§ RAW RECORDS:
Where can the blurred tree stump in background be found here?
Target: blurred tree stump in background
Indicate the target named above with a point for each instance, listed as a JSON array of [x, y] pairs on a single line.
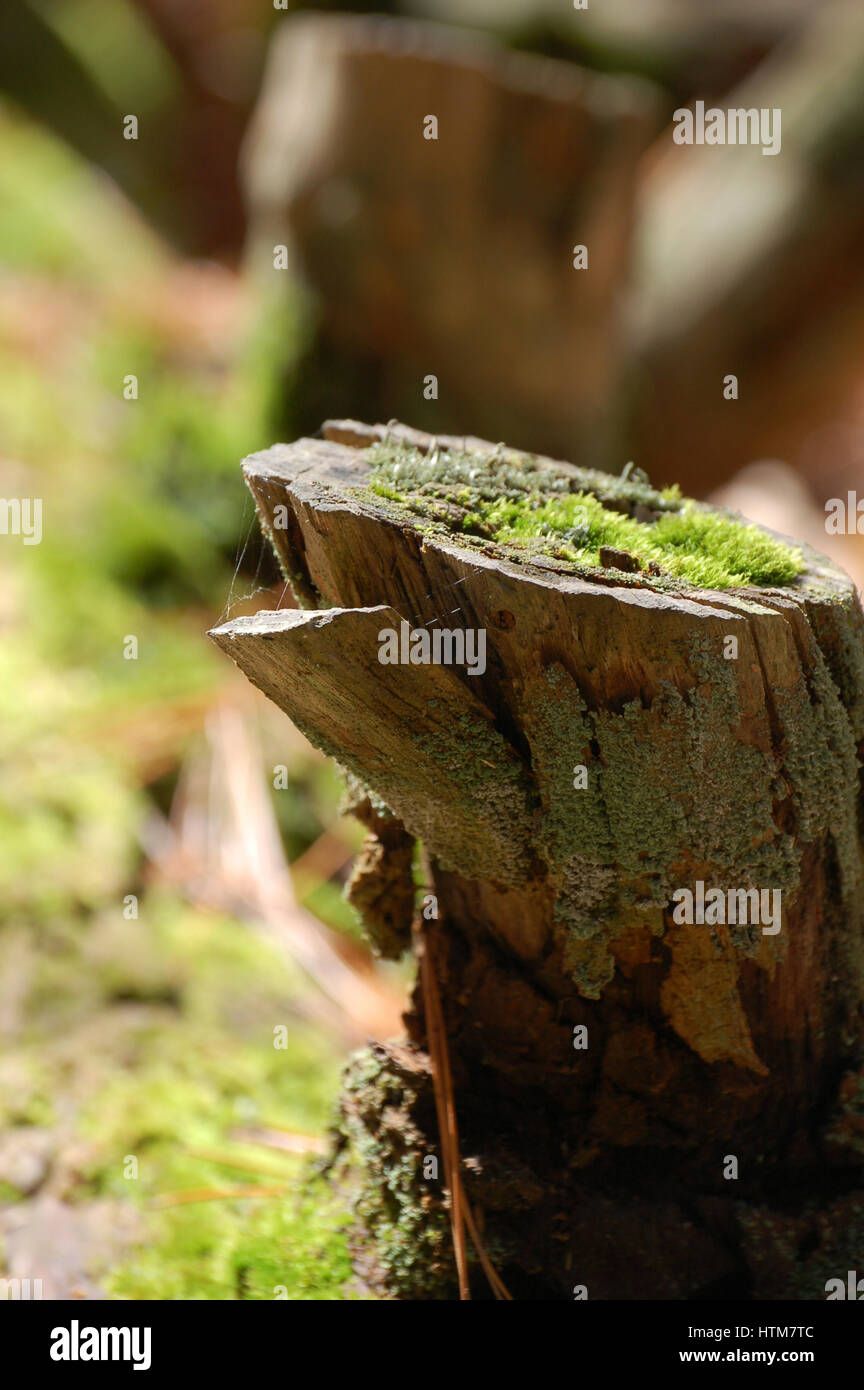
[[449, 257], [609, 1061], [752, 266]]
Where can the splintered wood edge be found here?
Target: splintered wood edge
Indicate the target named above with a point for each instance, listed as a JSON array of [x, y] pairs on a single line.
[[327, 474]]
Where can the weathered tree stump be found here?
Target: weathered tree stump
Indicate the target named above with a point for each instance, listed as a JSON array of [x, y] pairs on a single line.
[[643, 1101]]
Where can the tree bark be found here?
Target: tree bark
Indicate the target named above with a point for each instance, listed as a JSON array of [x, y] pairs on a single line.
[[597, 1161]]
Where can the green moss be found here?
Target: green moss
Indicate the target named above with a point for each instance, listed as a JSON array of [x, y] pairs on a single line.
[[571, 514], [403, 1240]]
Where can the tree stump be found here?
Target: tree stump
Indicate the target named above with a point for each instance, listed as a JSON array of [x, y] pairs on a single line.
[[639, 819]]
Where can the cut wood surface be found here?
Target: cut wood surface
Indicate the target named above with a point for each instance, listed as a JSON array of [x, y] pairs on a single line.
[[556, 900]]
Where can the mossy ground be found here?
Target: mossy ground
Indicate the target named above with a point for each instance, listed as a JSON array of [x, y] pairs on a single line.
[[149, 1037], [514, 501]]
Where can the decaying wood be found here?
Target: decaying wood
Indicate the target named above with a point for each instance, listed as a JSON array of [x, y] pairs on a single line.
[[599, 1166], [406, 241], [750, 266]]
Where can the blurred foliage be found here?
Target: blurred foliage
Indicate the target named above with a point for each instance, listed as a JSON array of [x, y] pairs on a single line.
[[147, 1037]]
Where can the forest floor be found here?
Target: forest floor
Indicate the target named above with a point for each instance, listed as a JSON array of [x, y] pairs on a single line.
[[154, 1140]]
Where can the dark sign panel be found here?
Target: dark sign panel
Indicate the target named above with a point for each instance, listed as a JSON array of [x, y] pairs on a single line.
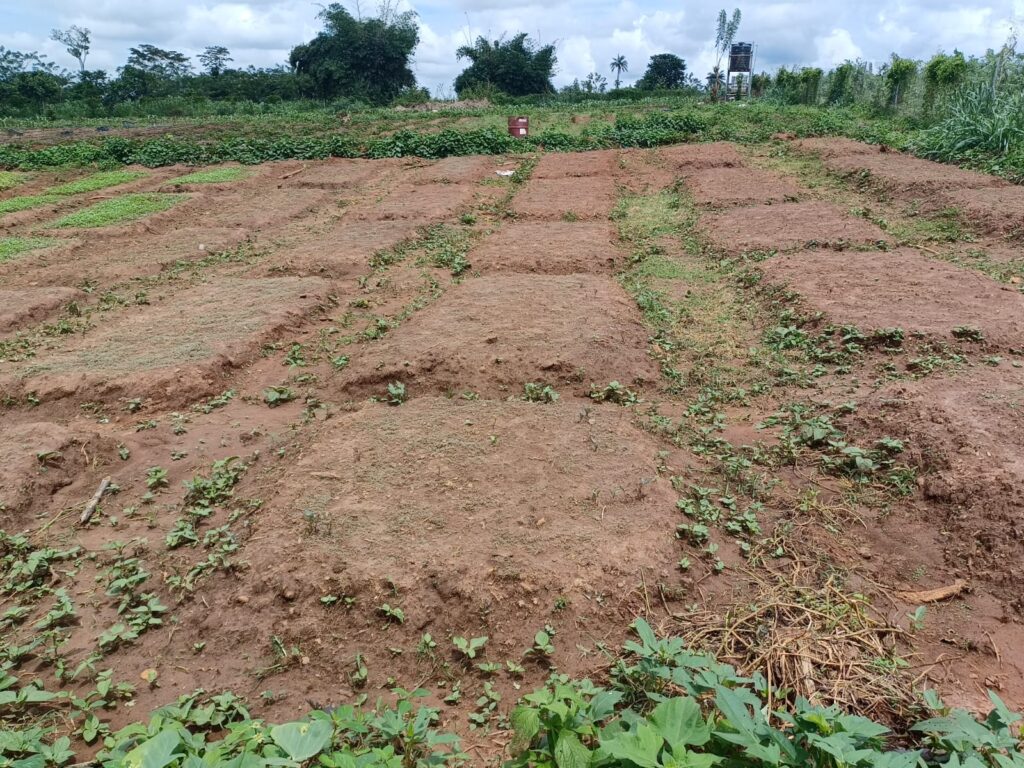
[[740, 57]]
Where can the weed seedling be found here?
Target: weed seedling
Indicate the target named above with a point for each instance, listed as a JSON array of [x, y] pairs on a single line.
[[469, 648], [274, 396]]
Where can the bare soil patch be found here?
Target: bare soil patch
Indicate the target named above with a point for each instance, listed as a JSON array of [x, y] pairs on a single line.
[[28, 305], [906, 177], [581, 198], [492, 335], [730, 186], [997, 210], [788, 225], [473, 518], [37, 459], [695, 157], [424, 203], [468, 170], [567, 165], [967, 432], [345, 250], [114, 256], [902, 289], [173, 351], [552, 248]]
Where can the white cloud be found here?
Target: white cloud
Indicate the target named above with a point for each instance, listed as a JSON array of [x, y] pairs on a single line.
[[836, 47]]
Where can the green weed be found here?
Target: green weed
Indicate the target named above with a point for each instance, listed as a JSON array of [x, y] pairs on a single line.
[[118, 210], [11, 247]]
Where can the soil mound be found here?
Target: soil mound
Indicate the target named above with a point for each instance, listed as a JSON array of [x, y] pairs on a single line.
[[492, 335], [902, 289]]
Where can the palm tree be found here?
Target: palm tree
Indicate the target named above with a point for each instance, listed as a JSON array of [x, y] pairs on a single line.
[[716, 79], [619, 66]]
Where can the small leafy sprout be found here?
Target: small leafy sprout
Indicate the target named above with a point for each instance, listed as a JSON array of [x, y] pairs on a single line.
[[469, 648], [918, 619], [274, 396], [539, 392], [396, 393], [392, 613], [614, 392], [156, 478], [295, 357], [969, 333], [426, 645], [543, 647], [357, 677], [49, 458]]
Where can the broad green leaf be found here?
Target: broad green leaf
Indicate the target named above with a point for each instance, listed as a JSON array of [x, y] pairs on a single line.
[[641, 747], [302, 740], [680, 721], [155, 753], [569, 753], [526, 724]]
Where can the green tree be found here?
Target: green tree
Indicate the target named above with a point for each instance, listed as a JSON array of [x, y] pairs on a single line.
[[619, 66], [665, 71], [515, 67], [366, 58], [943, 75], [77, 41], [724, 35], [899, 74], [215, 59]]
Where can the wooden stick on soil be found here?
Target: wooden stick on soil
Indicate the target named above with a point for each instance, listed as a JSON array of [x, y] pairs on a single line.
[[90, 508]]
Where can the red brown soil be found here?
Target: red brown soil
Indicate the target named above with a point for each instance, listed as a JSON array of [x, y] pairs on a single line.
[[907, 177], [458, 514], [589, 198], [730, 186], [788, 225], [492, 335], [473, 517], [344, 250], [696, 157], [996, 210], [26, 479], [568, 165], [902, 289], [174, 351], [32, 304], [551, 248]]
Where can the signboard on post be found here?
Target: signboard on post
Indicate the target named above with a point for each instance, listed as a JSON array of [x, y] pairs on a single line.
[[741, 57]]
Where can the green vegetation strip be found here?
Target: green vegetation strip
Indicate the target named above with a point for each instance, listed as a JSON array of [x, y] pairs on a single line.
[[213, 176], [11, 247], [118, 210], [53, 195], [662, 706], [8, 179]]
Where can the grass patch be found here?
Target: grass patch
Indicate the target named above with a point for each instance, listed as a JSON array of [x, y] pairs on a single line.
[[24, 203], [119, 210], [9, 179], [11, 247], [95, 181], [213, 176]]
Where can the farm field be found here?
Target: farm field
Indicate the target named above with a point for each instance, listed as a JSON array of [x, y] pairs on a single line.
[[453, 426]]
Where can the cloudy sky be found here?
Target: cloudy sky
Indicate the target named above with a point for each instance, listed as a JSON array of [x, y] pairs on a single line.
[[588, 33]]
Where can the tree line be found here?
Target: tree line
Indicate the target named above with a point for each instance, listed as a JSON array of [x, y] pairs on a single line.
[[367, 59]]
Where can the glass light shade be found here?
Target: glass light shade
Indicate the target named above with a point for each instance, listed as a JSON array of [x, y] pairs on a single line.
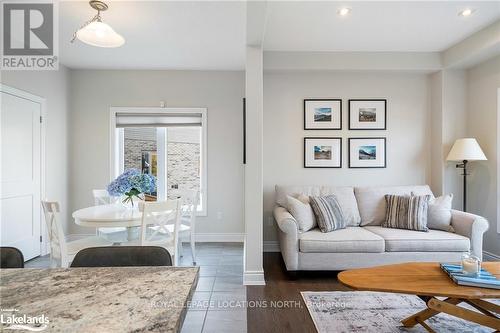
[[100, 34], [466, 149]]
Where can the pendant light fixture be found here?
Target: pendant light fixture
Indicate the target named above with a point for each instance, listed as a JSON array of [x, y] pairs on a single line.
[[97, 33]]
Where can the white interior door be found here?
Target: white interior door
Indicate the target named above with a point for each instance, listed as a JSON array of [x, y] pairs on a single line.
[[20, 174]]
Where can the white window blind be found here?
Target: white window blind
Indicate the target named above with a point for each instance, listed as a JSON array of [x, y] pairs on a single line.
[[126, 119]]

* * *

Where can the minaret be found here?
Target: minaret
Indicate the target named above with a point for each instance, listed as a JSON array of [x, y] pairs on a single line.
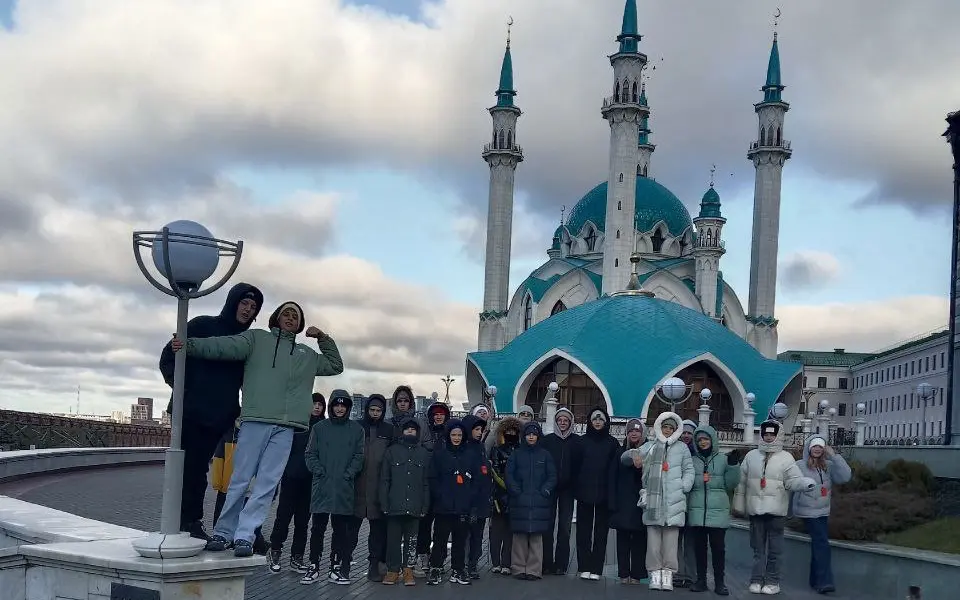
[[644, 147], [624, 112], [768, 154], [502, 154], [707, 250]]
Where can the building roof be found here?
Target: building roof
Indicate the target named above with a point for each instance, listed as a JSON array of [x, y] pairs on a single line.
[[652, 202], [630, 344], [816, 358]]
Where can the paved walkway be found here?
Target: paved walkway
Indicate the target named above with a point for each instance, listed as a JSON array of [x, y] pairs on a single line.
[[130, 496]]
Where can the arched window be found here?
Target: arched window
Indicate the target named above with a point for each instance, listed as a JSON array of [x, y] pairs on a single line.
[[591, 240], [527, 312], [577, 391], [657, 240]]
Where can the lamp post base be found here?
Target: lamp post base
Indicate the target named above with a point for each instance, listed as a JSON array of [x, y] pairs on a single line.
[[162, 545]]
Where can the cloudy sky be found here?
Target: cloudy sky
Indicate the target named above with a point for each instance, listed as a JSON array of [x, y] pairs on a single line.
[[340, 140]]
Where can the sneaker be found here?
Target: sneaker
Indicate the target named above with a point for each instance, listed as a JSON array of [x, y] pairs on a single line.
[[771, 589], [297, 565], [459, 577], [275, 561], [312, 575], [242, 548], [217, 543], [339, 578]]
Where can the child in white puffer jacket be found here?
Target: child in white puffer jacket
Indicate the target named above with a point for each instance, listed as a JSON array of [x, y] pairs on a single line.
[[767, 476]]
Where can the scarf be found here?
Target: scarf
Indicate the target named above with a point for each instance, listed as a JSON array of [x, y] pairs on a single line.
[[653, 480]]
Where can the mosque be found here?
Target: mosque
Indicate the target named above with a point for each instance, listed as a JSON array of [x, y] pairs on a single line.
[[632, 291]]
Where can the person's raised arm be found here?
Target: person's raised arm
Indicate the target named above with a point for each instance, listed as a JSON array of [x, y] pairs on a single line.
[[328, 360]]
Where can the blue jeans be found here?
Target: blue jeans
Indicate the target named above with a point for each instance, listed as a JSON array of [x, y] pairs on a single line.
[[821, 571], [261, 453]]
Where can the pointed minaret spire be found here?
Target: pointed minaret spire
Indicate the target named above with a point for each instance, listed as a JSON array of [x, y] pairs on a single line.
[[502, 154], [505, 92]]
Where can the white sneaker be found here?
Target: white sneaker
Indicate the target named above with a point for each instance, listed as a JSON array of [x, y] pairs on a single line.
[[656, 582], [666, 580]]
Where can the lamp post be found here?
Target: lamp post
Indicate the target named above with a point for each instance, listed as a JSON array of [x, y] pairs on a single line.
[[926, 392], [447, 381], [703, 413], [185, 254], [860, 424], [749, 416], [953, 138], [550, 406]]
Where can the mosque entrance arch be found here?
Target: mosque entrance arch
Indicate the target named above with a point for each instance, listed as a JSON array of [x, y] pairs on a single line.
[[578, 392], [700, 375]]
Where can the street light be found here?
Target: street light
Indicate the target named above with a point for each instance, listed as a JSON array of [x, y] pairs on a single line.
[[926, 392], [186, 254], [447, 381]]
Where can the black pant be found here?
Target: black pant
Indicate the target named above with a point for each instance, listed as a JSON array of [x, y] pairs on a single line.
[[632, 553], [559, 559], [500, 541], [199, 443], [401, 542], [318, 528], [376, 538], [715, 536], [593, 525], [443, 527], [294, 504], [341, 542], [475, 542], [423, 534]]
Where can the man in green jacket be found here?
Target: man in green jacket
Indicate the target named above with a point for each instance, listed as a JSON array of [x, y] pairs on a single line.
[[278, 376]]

§ WRITTEN PROBLEM:
Select and copy every line of the records that contains the word "entrance", treating uppercase and lowercase letters as distinct.

§ REPLY TO THE EXERCISE:
Where can the mosque entrance arch be found here?
Target: mosque entrance arch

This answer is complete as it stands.